**EXTRACT PROVIDED**:
Indeed, intestinal microflora and related intestinal immune mechanisms affect the susceptibility of humans and animals to inflammatory autoimmune diseases. For example, fermented foods and lactic acid bacteria are thought to have healthful effects, and recent studies have shown that modification of intestinal microflora ameliorates clinical symptoms of experimental disease models such as EAE and inflammatory bowel disease.8,9 Although the effects of lactic acid bacteria on various autoimmune diseases have been reported,10,11 few studies have investigated the effects of yeasts, such as Saccharomyces,Candida, and Aspergillus species, which are found in fermented foods.

Kefir is an acidic, mildly alcoholic fermented milk originating from the Caucasus mountains. Kefir grains represent a natural symbiosis of yeasts and lactic acid bacteria.12 Importantly, in a mouse model of bronchial asthma, kefir has been reported to have anti-inflammatory and anti-allergic effects.13

In the current study, we sought to determine whether yeasts found in fermented foods have beneficial effects on EAE. Our results suggested that ingestion of Candida kefyr, one of the yeasts examined in this study, is a novel therapeutic strategy for overcoming autoimmune disease.

Materials and Methods

Reagents and animals

All yeasts (Table S1) were purchased from the National Institute of Technology and Evaluation (NITE) Biological Resource Center (NBRC, Chiba, Japan). They were cultured according to the manufacturer's protocols. The use of viable yeast is restricted in our animal facility because of the requirement for maintenance of specific pathogen-free conditions, yeasts were dissolved in 0.2 g/mL double distilled water (DDW), and all yeasts were heat-killed at 120°C for 15 min and stored at −80°C. C57BL/6 mice were administered water containing 8 mg/mL heat-killed yeasts in water bottles beginning at 14 days before immunization.

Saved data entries
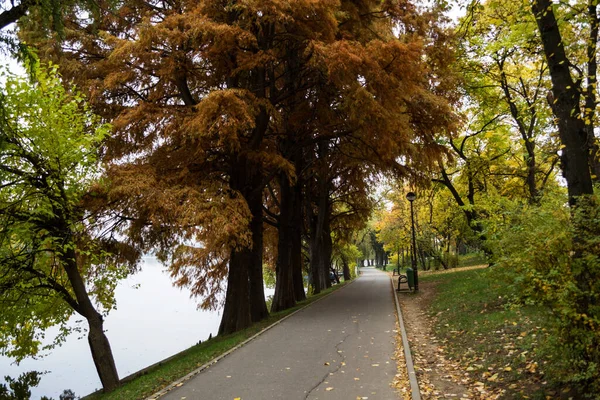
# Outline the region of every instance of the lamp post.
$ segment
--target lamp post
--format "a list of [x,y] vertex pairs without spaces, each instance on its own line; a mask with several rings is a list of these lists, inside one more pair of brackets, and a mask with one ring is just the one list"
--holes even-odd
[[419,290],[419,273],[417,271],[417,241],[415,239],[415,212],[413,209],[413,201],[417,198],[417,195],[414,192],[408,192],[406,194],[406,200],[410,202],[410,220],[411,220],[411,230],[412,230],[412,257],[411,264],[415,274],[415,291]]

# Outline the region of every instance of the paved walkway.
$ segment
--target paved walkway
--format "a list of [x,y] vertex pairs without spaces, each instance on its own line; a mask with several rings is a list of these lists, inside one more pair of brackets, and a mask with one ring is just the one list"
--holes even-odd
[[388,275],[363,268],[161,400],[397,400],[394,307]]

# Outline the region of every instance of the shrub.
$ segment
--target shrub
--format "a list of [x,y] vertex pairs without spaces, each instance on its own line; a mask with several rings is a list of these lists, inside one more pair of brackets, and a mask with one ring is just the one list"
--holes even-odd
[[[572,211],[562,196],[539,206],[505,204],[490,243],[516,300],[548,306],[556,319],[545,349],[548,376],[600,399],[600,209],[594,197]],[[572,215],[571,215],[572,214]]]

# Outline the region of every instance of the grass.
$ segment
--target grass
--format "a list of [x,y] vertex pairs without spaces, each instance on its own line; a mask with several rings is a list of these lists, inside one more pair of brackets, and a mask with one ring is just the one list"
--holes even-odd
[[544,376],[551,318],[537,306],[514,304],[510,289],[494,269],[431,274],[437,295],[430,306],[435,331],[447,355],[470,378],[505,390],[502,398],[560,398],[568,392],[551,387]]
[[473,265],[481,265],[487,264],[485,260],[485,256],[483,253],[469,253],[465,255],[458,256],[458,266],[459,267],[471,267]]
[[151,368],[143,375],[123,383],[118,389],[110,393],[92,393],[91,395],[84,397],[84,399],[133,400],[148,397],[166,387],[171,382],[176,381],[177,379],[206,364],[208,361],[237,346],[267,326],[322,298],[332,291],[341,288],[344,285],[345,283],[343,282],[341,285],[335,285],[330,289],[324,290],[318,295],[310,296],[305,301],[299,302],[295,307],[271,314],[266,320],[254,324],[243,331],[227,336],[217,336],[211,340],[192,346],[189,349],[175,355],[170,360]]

* * *

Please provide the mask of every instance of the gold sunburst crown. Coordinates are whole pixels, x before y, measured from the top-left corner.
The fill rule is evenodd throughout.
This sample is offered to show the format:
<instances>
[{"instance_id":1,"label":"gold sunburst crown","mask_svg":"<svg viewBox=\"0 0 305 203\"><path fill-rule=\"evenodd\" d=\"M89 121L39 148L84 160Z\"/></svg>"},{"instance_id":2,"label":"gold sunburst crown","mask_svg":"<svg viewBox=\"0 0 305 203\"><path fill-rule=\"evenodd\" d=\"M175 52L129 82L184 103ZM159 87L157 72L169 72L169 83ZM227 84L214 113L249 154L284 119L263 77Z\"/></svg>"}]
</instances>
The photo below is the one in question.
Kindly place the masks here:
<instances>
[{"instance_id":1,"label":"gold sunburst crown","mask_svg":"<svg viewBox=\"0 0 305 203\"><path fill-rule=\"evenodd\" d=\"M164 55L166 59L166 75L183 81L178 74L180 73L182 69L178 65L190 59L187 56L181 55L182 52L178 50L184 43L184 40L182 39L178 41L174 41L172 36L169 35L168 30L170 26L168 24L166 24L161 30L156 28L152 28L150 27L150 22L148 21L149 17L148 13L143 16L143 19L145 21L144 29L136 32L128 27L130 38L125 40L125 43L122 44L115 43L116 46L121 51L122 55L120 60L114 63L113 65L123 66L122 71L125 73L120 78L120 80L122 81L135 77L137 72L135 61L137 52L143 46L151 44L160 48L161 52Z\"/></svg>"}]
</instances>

...

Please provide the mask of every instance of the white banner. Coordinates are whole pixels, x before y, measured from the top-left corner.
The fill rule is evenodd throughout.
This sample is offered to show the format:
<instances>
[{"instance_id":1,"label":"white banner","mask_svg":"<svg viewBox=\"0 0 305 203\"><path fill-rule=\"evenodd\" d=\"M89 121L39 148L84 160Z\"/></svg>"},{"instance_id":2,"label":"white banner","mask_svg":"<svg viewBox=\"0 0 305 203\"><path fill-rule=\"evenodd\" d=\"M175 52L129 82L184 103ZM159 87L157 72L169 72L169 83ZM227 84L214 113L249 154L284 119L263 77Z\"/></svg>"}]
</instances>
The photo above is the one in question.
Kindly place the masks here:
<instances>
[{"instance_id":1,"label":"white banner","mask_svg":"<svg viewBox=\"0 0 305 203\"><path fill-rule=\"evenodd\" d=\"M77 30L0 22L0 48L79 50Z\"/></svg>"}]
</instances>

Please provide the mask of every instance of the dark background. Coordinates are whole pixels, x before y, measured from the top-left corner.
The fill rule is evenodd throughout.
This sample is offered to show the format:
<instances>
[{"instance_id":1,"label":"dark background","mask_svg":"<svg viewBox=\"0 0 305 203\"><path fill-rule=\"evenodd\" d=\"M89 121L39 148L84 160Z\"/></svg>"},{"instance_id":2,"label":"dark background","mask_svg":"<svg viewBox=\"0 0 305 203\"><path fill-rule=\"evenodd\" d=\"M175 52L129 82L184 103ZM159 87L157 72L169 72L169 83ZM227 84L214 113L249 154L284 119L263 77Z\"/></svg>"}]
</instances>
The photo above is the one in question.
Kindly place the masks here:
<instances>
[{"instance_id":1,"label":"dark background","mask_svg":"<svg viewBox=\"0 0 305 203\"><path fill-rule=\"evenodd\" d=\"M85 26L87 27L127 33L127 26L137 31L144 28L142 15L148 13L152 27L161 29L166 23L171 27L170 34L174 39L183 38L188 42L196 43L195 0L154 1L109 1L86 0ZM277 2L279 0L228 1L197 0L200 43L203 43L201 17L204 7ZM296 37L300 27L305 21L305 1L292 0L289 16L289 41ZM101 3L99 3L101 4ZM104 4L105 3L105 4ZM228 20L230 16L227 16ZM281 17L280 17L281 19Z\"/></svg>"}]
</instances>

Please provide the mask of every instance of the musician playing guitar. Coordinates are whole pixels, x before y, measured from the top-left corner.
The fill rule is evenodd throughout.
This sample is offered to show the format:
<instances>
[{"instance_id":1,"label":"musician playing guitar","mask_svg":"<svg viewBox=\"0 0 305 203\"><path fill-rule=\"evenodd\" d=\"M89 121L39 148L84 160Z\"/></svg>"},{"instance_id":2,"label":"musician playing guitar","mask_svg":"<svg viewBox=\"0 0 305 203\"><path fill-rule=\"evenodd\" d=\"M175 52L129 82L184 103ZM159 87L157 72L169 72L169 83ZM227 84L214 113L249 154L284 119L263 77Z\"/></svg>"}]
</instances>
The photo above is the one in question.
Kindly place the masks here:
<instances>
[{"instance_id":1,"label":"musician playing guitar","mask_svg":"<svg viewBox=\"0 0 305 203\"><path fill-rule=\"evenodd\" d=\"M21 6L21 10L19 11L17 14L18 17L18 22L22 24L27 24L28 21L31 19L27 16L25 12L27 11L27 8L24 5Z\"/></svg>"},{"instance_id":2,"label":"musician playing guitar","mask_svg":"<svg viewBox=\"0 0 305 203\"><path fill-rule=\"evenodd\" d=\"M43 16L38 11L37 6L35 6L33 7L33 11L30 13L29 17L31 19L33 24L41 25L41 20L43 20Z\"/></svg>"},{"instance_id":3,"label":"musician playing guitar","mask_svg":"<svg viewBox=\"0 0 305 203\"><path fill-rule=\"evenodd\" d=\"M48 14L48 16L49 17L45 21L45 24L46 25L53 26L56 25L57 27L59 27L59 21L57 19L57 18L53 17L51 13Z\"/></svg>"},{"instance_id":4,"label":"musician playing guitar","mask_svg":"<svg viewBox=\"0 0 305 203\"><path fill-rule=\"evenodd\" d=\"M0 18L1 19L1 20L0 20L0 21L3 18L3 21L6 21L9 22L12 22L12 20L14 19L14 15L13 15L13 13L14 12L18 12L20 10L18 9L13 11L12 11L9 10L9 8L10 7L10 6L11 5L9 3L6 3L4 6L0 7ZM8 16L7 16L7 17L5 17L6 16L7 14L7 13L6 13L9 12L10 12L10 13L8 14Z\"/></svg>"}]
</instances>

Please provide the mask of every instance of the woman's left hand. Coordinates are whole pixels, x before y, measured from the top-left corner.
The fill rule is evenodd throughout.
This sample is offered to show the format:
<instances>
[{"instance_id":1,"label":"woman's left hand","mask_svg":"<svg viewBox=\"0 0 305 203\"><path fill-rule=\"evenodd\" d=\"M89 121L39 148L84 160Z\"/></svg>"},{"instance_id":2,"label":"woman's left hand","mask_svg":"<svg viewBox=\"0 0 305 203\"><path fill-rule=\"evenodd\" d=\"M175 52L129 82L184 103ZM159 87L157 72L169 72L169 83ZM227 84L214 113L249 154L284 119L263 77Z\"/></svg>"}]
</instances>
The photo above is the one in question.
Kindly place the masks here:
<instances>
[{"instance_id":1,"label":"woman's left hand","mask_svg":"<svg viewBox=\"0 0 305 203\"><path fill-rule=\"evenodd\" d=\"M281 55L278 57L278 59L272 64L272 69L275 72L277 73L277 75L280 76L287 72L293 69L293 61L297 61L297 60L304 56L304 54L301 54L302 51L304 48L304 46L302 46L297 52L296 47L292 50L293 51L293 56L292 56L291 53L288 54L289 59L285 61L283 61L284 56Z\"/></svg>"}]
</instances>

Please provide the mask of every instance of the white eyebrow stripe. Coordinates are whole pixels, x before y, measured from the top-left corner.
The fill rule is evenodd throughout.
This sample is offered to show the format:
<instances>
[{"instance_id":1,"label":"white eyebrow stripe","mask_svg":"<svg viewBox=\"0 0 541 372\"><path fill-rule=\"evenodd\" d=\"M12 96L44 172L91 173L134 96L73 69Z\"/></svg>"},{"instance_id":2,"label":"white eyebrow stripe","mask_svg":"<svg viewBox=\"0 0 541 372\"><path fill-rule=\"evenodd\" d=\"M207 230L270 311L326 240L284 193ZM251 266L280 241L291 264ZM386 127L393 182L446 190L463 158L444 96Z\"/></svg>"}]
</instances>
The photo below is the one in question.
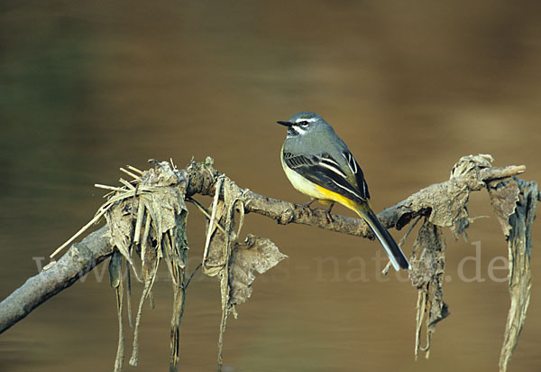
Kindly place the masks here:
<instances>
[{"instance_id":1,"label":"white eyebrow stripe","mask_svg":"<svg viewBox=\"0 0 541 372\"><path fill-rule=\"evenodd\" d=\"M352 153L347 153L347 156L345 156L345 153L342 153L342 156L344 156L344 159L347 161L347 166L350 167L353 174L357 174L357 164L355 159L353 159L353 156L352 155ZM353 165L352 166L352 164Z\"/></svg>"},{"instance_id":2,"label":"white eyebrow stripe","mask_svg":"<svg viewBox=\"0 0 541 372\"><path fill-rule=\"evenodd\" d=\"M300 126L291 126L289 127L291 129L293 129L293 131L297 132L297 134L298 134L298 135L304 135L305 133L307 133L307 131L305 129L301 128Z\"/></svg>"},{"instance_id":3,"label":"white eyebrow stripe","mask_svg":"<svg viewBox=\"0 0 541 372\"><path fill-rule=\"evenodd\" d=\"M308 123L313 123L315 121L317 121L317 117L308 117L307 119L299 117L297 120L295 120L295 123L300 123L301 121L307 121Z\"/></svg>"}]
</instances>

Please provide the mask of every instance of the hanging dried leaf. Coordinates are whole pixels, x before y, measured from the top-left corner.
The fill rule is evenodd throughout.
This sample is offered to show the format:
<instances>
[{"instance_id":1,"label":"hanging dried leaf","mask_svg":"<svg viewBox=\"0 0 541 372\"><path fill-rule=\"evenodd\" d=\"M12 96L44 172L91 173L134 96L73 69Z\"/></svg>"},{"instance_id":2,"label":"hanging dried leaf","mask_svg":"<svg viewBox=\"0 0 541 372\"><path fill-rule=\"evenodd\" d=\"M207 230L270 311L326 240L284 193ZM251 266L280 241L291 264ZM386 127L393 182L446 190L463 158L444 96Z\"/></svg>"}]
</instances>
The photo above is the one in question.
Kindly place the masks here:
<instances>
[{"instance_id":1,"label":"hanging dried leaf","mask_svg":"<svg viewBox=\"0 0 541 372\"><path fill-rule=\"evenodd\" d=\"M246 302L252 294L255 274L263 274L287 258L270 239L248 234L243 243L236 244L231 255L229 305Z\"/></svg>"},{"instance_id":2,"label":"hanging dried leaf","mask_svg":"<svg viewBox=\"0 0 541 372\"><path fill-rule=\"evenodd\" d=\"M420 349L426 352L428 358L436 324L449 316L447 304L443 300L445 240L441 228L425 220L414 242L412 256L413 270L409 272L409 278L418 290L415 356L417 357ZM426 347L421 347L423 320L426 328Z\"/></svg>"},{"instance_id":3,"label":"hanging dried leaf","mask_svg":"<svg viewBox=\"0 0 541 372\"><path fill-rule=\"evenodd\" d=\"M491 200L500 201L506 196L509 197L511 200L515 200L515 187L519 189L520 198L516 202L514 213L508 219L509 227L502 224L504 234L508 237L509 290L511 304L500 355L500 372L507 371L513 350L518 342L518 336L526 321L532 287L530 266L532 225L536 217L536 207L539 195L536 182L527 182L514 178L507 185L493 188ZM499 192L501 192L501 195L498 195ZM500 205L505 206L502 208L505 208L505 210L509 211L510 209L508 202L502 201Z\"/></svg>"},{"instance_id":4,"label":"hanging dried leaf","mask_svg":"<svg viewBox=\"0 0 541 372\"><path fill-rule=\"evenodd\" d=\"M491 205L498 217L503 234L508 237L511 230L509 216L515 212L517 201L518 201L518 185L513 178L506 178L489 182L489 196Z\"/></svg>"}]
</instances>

**DIRECTIONS**:
1/ Answer these questions about the passage on yeasts and EAE:
(a) Where does kefir originate?
(b) At what temperature and for how long were the yeasts heat-killed?
(c) From which center were all the yeasts purchased?
2/ Update the passage on yeasts and EAE by giving everything from "All yeasts (Table" down to "14 days before immunization." again, with "double distilled water" replaced by "sterile water".
3/ Write what comes next in the passage on yeasts and EAE, continuing after its last sentence.

**EXERCISE ANSWERS**:
1/
(a) The Caucasus mountains.
(b) At 120°C for 15 min.
(c) The National Institute of Technology and Evaluation (NITE) Biological Resource Center (NBRC, Chiba, Japan).

2/
All yeasts (Table S1) were purchased from the National Institute of Technology and Evaluation (NITE) Biological Resource Center (NBRC, Chiba, Japan). They were cultured according to the manufacturer's protocols. The use of viable yeast is restricted in our animal facility because of the requirement for maintenance of specific pathogen-free conditions, yeasts were dissolved in 0.2 g/mL sterile water (DDW), and all yeasts were heat-killed at 120°C for 15 min and stored at −80°C. C57BL/6 mice were administered water containing 8 mg/mL heat-killed yeasts in water bottles beginning at 14 days before immunization.

3/
Induction of EAE

All experimental procedures were approved by the Animal Care and Use Committee of Osaka University Graduate School of Medicine. C57BL/6 mice were obtained from Oriental Yeast Corp. (Tokyo, Japan). EAE was induced as described previously.10 In brief, after administration of heat-killed yeasts for 14 days, as described above, C57BL/6 mice were subcutaneously injected with 100 μg myelin oligodendrocyte glycoprotein (MOG) 35–55 (MEVGWYRSPFSPVVHLYRNGK) peptide (MOG35–55) emulsified in complete Freund's adjuvant (CFA) containing 200 μg of Mycobacterium tuberculosis H37Ra (Difco Laboratories, Detroit, MI). Mice were concurrently injected twice with 200 ng of pertussis toxin (List Laboratories, Campbell, CA) on days 0 and 2. All mice were monitored daily for clinical signs and were scored as described previously.10

Histology and semiquantification of data

Mice were sacrificed on day 22 postimmunization followed by transcardiac perfusion with 4% paraformaldehyde in PBS. Spinal cords were fixed in 4% paraformaldehyde in PBS and prepared for histological analysis. Cryosections (10-μm thick) were stained with hematoxylin and eosin (H&E). Semiquantitative histological analysis of inflammatory cellular infiltration was performed as previously described.14

Isolation of MNCs and lymphocytes

MLNs, inguinal lymph nodes (ILNs), and cervical lymph nodes (CLNs) were harvested and homogenized. Cells were centrifuged and the resulting pellets were used as lymphocytes. Lamina propria (LP) lymphocytes were isolated as previously described.10 The detailed method to isolate LP lymphocytes is described in the Data S1.

Cytokine assay

For the assessment of antigen-specific cytokine production, mononuclear cells (MNCs) were isolated from draining ILNs and cervical LNs of mice on day 8 after immunization with MOG35–55. Cells were restimulated with the peptide for 72 h, and interleukin (IL)-17, interferon (IFN)-γ, and IL-10 were assayed by enzyme-linked immunosorbent assay (ELISA) according to the manufacturer's instructions (R&D Systems, Minneapolis, MN).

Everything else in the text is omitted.